→ DATA FOR THE TASK
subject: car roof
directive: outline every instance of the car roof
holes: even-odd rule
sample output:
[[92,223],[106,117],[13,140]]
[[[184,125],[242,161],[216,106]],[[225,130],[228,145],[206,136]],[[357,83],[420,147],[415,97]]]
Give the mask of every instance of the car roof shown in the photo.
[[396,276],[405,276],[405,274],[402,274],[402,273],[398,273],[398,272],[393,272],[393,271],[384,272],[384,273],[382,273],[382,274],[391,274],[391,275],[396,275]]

→ TASK BRIEF
Rewrite the entries with "vehicle roof" in place of "car roof" wherever it occurs, leaving everything else unchanged.

→ RESPONSE FOR THIS EXERCISE
subject: vehicle roof
directive: outline every instance of the vehicle roof
holes: even-odd rule
sample output:
[[92,223],[106,117],[13,140]]
[[[184,125],[242,161],[216,106]],[[225,130],[228,145],[206,136]],[[357,83],[420,147],[415,97]]]
Give the mask of every instance of the vehicle roof shown in the photo.
[[396,276],[405,276],[405,274],[402,274],[402,273],[398,273],[398,272],[393,272],[393,271],[384,272],[384,273],[382,273],[382,274],[391,274],[391,275],[396,275]]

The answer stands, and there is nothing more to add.